Task to complete:
Each line of the listing where the string "tree" appears is to be identified and copied.

Exercise inputs:
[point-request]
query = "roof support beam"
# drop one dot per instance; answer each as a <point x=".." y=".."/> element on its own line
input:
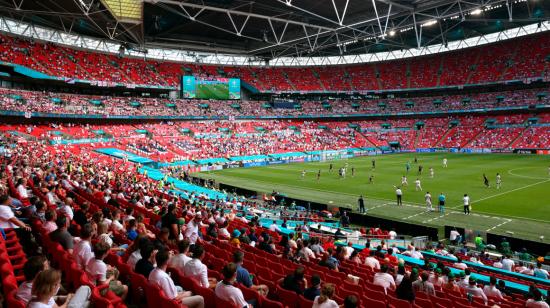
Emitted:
<point x="235" y="12"/>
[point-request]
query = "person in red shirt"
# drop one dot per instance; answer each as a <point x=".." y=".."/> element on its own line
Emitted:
<point x="391" y="258"/>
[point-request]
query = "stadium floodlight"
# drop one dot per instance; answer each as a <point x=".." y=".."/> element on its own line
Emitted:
<point x="429" y="23"/>
<point x="476" y="12"/>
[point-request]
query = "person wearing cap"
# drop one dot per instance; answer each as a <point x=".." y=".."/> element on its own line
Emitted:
<point x="382" y="278"/>
<point x="243" y="238"/>
<point x="235" y="238"/>
<point x="436" y="278"/>
<point x="491" y="289"/>
<point x="464" y="279"/>
<point x="451" y="285"/>
<point x="315" y="289"/>
<point x="179" y="260"/>
<point x="424" y="285"/>
<point x="192" y="228"/>
<point x="473" y="290"/>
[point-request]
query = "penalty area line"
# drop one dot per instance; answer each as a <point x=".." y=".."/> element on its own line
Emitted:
<point x="499" y="225"/>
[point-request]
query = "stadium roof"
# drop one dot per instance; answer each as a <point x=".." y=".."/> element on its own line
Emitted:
<point x="277" y="29"/>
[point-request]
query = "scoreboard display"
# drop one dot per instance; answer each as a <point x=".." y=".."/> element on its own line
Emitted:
<point x="210" y="88"/>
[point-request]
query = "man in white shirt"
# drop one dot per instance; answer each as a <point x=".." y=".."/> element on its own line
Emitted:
<point x="178" y="261"/>
<point x="159" y="277"/>
<point x="384" y="279"/>
<point x="82" y="251"/>
<point x="225" y="289"/>
<point x="7" y="218"/>
<point x="371" y="261"/>
<point x="195" y="269"/>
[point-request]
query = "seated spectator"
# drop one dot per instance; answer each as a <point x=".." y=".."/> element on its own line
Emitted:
<point x="464" y="279"/>
<point x="324" y="300"/>
<point x="371" y="260"/>
<point x="222" y="232"/>
<point x="7" y="217"/>
<point x="491" y="289"/>
<point x="274" y="227"/>
<point x="391" y="257"/>
<point x="170" y="221"/>
<point x="355" y="257"/>
<point x="159" y="277"/>
<point x="507" y="263"/>
<point x="451" y="285"/>
<point x="401" y="272"/>
<point x="327" y="262"/>
<point x="423" y="285"/>
<point x="162" y="241"/>
<point x="348" y="250"/>
<point x="315" y="289"/>
<point x="244" y="277"/>
<point x="540" y="272"/>
<point x="315" y="246"/>
<point x="146" y="264"/>
<point x="45" y="287"/>
<point x="383" y="279"/>
<point x="131" y="229"/>
<point x="225" y="289"/>
<point x="178" y="261"/>
<point x="80" y="216"/>
<point x="459" y="264"/>
<point x="82" y="251"/>
<point x="520" y="268"/>
<point x="475" y="291"/>
<point x="351" y="301"/>
<point x="101" y="273"/>
<point x="31" y="269"/>
<point x="196" y="270"/>
<point x="49" y="225"/>
<point x="295" y="281"/>
<point x="405" y="289"/>
<point x="135" y="251"/>
<point x="537" y="300"/>
<point x="61" y="235"/>
<point x="436" y="278"/>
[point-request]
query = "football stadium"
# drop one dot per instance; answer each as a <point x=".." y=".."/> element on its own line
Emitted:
<point x="274" y="153"/>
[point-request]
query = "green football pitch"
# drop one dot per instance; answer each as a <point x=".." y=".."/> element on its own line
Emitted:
<point x="217" y="91"/>
<point x="521" y="205"/>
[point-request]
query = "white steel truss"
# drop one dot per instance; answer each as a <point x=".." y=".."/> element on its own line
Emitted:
<point x="74" y="40"/>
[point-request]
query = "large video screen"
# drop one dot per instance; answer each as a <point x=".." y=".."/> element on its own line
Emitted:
<point x="210" y="88"/>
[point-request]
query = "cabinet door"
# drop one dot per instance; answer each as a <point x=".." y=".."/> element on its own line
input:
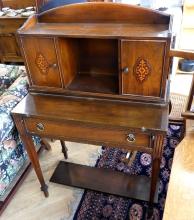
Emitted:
<point x="41" y="60"/>
<point x="142" y="67"/>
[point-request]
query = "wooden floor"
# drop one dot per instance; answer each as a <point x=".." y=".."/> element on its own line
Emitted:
<point x="180" y="197"/>
<point x="29" y="202"/>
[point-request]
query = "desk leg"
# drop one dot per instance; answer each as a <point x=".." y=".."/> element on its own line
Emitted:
<point x="157" y="154"/>
<point x="29" y="146"/>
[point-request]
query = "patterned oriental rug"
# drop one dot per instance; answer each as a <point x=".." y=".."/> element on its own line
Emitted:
<point x="96" y="205"/>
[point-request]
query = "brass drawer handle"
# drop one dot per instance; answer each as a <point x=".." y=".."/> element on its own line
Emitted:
<point x="131" y="138"/>
<point x="40" y="127"/>
<point x="54" y="65"/>
<point x="126" y="70"/>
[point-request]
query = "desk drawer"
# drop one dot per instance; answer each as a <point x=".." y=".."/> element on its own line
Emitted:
<point x="85" y="133"/>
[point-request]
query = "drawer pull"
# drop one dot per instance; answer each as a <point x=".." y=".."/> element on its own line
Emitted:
<point x="131" y="138"/>
<point x="54" y="65"/>
<point x="40" y="127"/>
<point x="126" y="70"/>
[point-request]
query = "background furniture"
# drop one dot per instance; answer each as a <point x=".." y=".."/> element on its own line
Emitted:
<point x="13" y="158"/>
<point x="9" y="50"/>
<point x="101" y="60"/>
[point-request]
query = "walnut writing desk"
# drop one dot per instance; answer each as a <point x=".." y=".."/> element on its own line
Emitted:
<point x="98" y="74"/>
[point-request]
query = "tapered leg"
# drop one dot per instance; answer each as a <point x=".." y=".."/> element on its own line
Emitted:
<point x="157" y="154"/>
<point x="64" y="149"/>
<point x="29" y="145"/>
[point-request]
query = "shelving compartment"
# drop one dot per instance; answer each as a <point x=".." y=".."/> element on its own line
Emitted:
<point x="89" y="65"/>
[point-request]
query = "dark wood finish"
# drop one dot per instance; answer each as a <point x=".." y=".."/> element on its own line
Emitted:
<point x="109" y="114"/>
<point x="182" y="53"/>
<point x="86" y="121"/>
<point x="145" y="69"/>
<point x="107" y="13"/>
<point x="18" y="4"/>
<point x="122" y="184"/>
<point x="97" y="30"/>
<point x="9" y="49"/>
<point x="41" y="58"/>
<point x="89" y="46"/>
<point x="190" y="56"/>
<point x="28" y="143"/>
<point x="85" y="97"/>
<point x="45" y="144"/>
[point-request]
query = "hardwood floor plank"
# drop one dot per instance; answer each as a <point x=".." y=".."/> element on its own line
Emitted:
<point x="29" y="203"/>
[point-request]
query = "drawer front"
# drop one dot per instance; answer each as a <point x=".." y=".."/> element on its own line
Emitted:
<point x="90" y="134"/>
<point x="41" y="60"/>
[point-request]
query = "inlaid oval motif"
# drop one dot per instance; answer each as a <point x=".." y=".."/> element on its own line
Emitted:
<point x="142" y="69"/>
<point x="42" y="63"/>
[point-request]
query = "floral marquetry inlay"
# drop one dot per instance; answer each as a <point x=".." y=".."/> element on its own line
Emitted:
<point x="42" y="63"/>
<point x="142" y="69"/>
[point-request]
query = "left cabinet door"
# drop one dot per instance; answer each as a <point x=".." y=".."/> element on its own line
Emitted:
<point x="41" y="60"/>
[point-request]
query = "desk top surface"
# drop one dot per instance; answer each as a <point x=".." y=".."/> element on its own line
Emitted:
<point x="92" y="111"/>
<point x="180" y="197"/>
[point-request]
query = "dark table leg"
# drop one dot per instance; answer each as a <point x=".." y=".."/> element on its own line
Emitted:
<point x="156" y="155"/>
<point x="29" y="145"/>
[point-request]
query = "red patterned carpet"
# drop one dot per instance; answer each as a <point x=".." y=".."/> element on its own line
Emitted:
<point x="96" y="205"/>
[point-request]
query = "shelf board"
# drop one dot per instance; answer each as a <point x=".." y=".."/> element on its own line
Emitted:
<point x="95" y="83"/>
<point x="96" y="30"/>
<point x="103" y="180"/>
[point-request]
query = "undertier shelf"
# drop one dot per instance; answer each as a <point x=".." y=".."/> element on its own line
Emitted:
<point x="103" y="180"/>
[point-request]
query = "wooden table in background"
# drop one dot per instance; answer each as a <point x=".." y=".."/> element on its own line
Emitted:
<point x="180" y="198"/>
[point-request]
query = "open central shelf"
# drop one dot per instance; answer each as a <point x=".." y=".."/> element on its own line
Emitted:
<point x="90" y="65"/>
<point x="95" y="83"/>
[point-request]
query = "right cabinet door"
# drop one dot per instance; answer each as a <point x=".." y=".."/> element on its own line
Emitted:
<point x="142" y="64"/>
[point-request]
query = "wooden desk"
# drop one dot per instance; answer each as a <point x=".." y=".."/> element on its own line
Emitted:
<point x="130" y="125"/>
<point x="180" y="197"/>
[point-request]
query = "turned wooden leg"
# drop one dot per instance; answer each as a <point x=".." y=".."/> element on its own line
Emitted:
<point x="156" y="155"/>
<point x="29" y="146"/>
<point x="64" y="149"/>
<point x="45" y="143"/>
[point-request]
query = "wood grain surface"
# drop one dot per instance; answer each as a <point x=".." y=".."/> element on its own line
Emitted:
<point x="180" y="197"/>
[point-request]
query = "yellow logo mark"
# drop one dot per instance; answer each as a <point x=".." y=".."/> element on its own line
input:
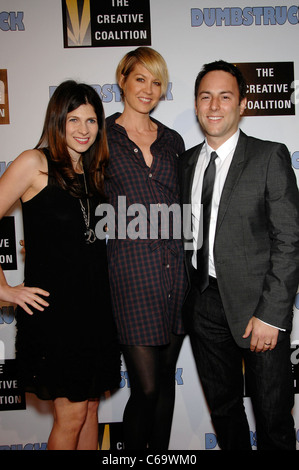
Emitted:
<point x="77" y="27"/>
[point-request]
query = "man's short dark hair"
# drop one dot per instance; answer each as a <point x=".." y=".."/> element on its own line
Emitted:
<point x="225" y="67"/>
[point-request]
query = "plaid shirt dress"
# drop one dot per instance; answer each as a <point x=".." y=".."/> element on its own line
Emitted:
<point x="147" y="274"/>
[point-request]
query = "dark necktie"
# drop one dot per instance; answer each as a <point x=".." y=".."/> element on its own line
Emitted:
<point x="206" y="201"/>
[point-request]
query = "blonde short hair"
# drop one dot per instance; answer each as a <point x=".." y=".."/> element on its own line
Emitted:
<point x="150" y="59"/>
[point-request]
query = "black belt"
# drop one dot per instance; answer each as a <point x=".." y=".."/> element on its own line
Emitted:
<point x="213" y="281"/>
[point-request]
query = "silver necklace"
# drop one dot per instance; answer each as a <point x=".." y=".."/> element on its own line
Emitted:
<point x="90" y="236"/>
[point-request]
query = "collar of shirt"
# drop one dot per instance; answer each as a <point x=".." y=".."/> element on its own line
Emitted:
<point x="225" y="149"/>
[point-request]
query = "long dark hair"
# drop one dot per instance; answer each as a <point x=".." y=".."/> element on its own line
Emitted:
<point x="67" y="97"/>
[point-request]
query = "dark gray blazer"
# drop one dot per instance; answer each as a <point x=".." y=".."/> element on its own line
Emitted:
<point x="256" y="248"/>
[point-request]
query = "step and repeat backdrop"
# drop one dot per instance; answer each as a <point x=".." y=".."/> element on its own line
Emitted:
<point x="43" y="43"/>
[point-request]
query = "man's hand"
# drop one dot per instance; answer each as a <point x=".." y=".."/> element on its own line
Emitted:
<point x="263" y="336"/>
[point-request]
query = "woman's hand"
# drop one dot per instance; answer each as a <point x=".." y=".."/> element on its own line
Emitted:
<point x="24" y="297"/>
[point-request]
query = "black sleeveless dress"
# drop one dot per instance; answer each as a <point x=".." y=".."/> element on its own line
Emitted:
<point x="70" y="349"/>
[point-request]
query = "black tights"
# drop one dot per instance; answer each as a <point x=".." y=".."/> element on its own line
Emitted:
<point x="148" y="413"/>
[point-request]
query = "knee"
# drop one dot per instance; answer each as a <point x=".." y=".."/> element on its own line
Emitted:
<point x="71" y="418"/>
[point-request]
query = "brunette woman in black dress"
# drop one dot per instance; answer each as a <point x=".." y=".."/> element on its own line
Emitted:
<point x="66" y="343"/>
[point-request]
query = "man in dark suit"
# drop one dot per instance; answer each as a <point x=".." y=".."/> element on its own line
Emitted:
<point x="241" y="314"/>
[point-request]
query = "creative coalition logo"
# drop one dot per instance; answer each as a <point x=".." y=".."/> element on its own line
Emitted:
<point x="90" y="23"/>
<point x="270" y="88"/>
<point x="236" y="16"/>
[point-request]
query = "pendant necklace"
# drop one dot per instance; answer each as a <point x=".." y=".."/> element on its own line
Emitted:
<point x="90" y="236"/>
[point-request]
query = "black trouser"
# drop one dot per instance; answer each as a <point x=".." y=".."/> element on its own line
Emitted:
<point x="268" y="378"/>
<point x="148" y="414"/>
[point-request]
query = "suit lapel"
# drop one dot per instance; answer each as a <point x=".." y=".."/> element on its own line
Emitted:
<point x="232" y="178"/>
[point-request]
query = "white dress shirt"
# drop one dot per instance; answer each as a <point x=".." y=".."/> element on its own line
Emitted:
<point x="225" y="154"/>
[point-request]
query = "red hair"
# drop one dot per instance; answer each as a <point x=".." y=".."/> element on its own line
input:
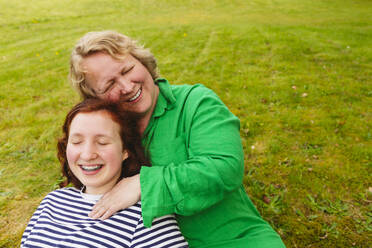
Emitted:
<point x="130" y="138"/>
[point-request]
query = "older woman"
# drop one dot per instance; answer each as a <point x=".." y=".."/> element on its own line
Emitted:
<point x="100" y="146"/>
<point x="193" y="140"/>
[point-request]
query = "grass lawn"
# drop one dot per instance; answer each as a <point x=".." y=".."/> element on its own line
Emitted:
<point x="298" y="74"/>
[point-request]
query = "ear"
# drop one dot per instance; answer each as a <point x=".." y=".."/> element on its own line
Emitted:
<point x="125" y="155"/>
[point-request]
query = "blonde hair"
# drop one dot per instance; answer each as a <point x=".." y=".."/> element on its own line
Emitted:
<point x="112" y="43"/>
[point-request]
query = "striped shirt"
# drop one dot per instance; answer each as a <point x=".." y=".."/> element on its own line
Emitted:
<point x="61" y="220"/>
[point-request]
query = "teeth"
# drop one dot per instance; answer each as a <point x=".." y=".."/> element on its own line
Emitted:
<point x="91" y="168"/>
<point x="136" y="95"/>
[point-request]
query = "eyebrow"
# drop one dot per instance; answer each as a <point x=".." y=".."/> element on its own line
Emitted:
<point x="96" y="136"/>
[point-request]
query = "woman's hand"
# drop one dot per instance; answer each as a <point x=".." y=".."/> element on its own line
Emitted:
<point x="125" y="193"/>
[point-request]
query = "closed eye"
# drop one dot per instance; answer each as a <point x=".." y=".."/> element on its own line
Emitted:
<point x="108" y="87"/>
<point x="126" y="70"/>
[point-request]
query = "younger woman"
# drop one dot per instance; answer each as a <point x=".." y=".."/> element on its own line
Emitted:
<point x="100" y="146"/>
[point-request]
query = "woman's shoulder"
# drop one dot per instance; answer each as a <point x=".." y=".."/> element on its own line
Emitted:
<point x="64" y="193"/>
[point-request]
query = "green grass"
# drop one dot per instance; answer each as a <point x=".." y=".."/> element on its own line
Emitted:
<point x="297" y="73"/>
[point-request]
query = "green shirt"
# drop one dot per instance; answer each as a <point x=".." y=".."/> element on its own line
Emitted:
<point x="197" y="171"/>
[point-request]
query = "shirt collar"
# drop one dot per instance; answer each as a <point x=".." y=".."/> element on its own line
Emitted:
<point x="166" y="99"/>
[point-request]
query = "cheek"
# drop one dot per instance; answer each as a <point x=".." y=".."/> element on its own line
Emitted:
<point x="113" y="96"/>
<point x="71" y="154"/>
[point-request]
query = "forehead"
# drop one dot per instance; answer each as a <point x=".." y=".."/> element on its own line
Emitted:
<point x="94" y="123"/>
<point x="99" y="68"/>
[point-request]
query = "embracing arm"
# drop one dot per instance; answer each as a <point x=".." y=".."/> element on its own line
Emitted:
<point x="214" y="165"/>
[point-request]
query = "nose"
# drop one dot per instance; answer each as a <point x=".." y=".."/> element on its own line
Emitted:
<point x="125" y="85"/>
<point x="88" y="152"/>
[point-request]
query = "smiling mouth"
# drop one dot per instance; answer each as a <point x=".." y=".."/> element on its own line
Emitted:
<point x="136" y="96"/>
<point x="90" y="168"/>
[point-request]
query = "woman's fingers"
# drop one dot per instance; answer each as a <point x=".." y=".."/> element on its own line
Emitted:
<point x="125" y="193"/>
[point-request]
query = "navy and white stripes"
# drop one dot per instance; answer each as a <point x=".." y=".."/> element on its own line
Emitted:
<point x="62" y="220"/>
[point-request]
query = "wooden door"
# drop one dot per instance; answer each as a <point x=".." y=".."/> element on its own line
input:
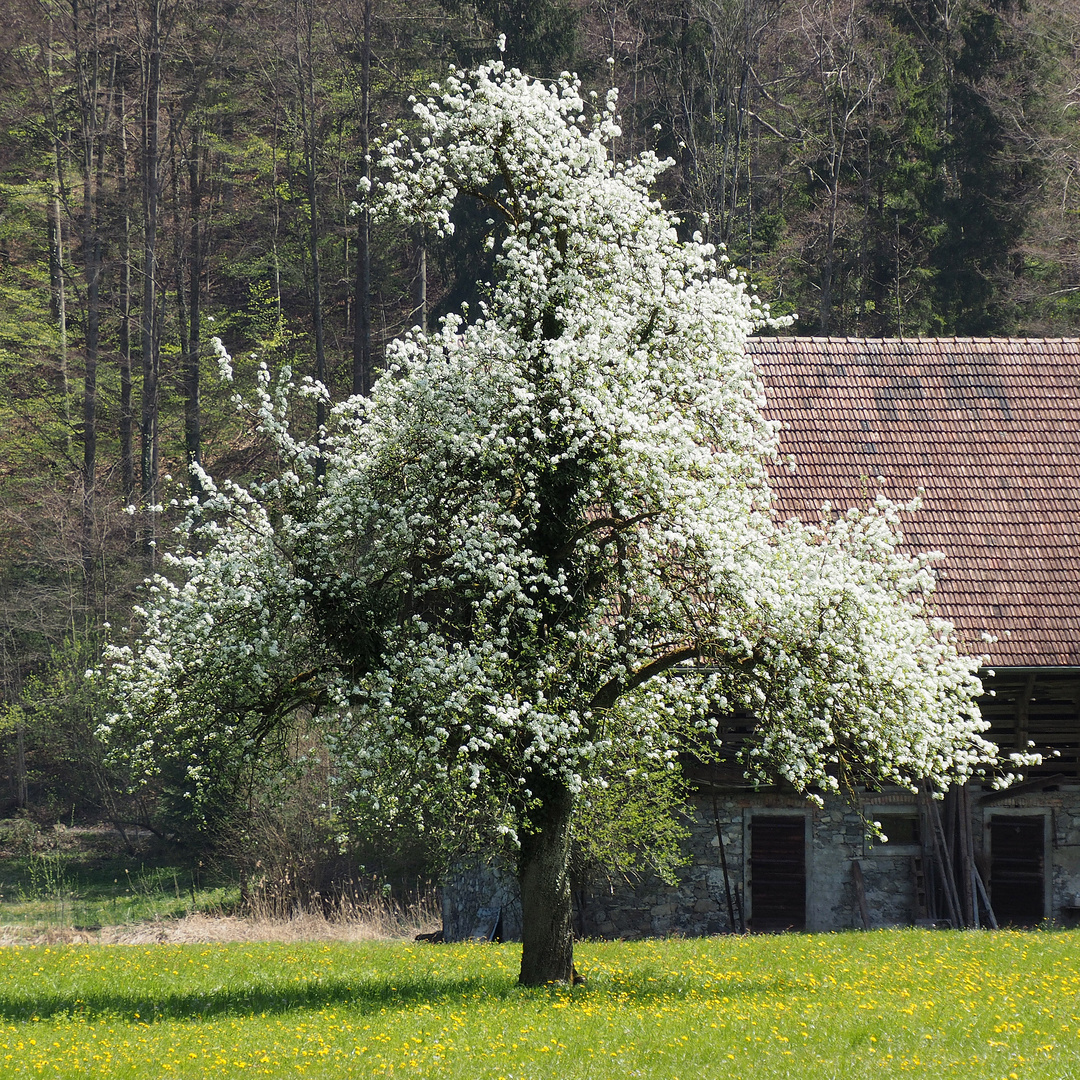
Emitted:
<point x="778" y="875"/>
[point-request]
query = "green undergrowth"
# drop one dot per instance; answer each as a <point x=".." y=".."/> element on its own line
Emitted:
<point x="841" y="1006"/>
<point x="65" y="883"/>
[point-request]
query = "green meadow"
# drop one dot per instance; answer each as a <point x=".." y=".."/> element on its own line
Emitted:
<point x="859" y="1004"/>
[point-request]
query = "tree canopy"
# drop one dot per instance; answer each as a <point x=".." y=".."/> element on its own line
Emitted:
<point x="537" y="559"/>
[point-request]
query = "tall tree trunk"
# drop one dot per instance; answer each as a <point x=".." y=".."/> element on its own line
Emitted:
<point x="543" y="871"/>
<point x="306" y="78"/>
<point x="149" y="331"/>
<point x="362" y="374"/>
<point x="89" y="59"/>
<point x="126" y="409"/>
<point x="192" y="410"/>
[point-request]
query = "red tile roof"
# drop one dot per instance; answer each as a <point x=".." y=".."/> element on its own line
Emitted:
<point x="989" y="429"/>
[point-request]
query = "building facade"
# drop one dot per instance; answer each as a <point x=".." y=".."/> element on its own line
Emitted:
<point x="987" y="432"/>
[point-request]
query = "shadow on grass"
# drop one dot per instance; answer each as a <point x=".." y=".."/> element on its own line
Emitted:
<point x="363" y="995"/>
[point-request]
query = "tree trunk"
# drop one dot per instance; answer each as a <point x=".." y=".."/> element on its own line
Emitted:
<point x="543" y="869"/>
<point x="362" y="374"/>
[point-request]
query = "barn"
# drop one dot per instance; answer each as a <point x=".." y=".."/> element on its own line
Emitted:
<point x="988" y="430"/>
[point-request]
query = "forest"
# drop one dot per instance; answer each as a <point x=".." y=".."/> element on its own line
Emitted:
<point x="177" y="170"/>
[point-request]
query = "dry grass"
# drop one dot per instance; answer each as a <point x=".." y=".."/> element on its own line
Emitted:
<point x="351" y="921"/>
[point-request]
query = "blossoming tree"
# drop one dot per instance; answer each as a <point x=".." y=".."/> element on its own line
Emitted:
<point x="542" y="553"/>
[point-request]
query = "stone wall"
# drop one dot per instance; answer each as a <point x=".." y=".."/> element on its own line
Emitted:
<point x="703" y="899"/>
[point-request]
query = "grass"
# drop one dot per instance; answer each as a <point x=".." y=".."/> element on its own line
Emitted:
<point x="66" y="887"/>
<point x="842" y="1006"/>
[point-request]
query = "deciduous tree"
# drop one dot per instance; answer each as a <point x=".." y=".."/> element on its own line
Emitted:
<point x="532" y="563"/>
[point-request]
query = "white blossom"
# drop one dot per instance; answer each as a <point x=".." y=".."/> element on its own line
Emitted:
<point x="545" y="545"/>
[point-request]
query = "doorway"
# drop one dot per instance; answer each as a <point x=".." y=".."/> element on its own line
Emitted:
<point x="1017" y="869"/>
<point x="778" y="874"/>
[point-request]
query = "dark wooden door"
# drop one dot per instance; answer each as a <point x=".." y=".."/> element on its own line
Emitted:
<point x="1017" y="871"/>
<point x="778" y="874"/>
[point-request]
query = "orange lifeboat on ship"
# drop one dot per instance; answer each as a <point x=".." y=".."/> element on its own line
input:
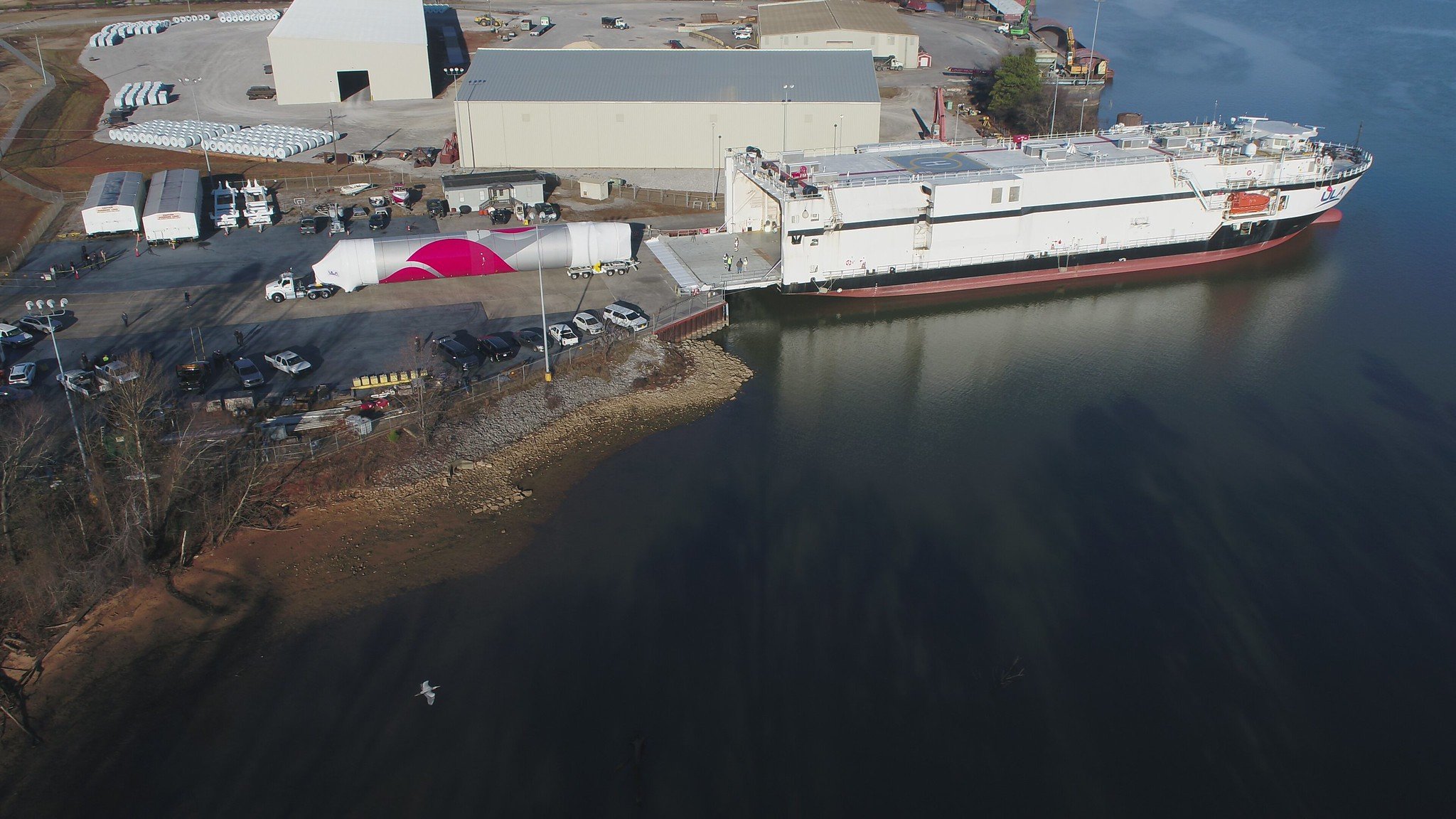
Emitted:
<point x="1244" y="203"/>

Task response:
query = "tree canopy"
query = "tall tree trunk"
query = "tree trunk"
query = "blossoming tree"
query = "deciduous tree"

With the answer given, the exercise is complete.